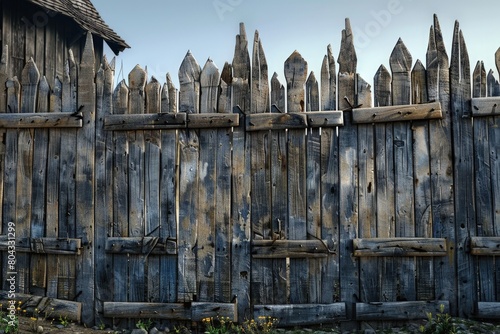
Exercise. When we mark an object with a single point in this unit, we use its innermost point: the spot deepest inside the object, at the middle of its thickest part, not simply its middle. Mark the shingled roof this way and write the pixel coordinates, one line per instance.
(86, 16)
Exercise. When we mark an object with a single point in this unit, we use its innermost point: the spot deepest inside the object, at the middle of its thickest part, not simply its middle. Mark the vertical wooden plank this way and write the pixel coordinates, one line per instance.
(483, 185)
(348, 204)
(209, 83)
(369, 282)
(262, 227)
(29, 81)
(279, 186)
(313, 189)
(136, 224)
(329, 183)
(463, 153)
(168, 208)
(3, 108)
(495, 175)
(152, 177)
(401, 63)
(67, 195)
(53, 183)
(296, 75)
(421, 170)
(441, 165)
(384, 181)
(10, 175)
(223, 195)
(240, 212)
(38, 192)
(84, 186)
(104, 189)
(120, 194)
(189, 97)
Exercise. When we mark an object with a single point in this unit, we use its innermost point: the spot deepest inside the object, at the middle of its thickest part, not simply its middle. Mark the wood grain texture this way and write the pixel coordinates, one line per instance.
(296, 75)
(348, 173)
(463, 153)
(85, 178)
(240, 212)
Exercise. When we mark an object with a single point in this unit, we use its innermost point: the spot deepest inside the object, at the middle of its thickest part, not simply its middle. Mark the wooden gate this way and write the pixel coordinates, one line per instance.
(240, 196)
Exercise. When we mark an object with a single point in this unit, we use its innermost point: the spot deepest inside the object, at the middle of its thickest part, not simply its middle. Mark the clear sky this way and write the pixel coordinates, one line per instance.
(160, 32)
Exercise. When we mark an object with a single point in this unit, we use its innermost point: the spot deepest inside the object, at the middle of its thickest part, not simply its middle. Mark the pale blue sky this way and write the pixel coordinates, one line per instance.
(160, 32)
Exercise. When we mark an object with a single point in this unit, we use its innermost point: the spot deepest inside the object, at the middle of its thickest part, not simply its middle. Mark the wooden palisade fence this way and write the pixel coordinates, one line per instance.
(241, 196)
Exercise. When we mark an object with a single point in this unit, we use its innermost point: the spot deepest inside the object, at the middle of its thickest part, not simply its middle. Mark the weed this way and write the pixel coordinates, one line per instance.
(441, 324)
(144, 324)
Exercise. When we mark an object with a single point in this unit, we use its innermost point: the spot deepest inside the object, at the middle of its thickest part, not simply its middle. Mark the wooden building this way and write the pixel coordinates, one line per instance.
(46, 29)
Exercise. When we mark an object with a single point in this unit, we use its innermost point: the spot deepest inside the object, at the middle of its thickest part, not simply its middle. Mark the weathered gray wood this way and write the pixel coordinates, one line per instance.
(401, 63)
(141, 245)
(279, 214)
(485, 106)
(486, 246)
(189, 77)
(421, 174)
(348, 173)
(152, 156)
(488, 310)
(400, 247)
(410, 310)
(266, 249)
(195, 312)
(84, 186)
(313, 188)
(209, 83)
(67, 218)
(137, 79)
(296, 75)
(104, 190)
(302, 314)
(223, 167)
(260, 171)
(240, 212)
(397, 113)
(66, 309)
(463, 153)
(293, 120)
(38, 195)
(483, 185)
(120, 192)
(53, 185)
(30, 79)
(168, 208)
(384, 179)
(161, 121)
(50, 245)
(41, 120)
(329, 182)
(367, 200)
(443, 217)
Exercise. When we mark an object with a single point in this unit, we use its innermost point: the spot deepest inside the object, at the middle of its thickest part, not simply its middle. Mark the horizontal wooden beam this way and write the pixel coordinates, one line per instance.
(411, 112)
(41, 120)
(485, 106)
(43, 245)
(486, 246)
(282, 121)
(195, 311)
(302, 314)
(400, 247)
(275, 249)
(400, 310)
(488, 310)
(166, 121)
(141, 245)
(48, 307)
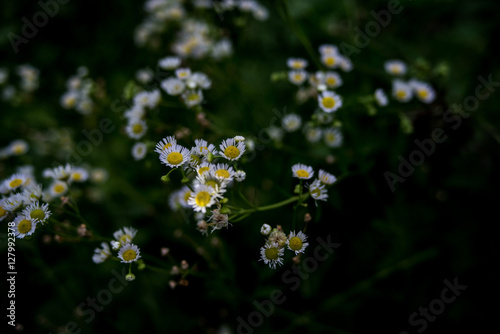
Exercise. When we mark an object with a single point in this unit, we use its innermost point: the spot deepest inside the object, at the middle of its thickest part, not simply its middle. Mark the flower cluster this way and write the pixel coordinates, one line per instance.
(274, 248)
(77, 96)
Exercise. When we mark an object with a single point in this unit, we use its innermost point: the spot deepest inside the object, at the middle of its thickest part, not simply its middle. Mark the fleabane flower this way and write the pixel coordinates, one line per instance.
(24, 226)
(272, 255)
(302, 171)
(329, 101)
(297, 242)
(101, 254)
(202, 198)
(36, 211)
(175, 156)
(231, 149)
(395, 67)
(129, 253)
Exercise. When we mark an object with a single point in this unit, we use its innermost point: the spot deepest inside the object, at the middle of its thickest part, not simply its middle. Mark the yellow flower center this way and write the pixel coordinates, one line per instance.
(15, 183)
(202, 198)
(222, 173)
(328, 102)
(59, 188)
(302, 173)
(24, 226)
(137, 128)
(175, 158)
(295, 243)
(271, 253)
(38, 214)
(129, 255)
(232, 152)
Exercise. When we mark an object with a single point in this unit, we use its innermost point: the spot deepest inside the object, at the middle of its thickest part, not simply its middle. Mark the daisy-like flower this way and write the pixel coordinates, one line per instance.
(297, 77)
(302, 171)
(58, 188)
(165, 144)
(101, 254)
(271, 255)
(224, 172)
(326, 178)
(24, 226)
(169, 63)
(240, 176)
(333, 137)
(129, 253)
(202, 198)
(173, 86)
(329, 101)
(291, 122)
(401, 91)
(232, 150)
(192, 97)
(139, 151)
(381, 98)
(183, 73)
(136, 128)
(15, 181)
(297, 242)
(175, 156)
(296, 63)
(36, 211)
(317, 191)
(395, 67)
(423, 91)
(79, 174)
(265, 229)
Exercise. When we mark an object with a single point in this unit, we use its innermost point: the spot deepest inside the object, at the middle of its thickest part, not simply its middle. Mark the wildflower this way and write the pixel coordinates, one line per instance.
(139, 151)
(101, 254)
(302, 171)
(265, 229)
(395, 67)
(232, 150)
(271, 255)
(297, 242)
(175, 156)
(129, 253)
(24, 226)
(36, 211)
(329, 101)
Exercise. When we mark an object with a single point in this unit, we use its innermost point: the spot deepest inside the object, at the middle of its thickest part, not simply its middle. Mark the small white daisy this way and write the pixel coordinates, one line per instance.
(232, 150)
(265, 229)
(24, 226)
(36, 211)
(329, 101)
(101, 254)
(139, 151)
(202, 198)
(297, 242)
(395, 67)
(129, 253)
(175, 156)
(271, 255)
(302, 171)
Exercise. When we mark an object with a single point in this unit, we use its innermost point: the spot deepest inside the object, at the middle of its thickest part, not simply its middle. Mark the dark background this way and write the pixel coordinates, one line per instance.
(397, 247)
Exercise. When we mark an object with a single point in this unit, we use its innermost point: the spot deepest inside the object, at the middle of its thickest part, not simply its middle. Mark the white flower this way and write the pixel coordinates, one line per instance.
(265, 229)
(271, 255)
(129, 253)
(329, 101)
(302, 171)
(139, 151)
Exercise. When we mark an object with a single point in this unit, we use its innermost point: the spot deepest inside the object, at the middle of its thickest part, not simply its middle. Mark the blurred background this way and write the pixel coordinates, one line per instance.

**Written request**
Reproduce the material from the line containing "Mark the dark" through the end, substituting "backdrop" for "background" and leaving all else unchanged.

**Solved exercise**
Exercise. When we mark an object with a single point in this unit, we use its innermost point: the spot deepest inside the object, at the middle of its thickest part, not simply its middle. Mark the dark backdrop this way and write the pixel coordinates, one line per instance.
(397, 247)
Exercise. When we mark an object with a single point in this unit, we use its innermost point: the spot deepest inside the object, at the middle of its thickest part, not simply its middle. Mark the white flower this way and write the pixel coordinates, one line per instance.
(265, 229)
(271, 255)
(129, 253)
(329, 101)
(302, 171)
(139, 151)
Exercise. When we mark an object with a single point in this unit, we use its innermost point: the spot deepest inside the object, at the middle of its thickest part, not simply its middle. Mark the blurred backdrop this way and write the pixel coordinates, one line per instance.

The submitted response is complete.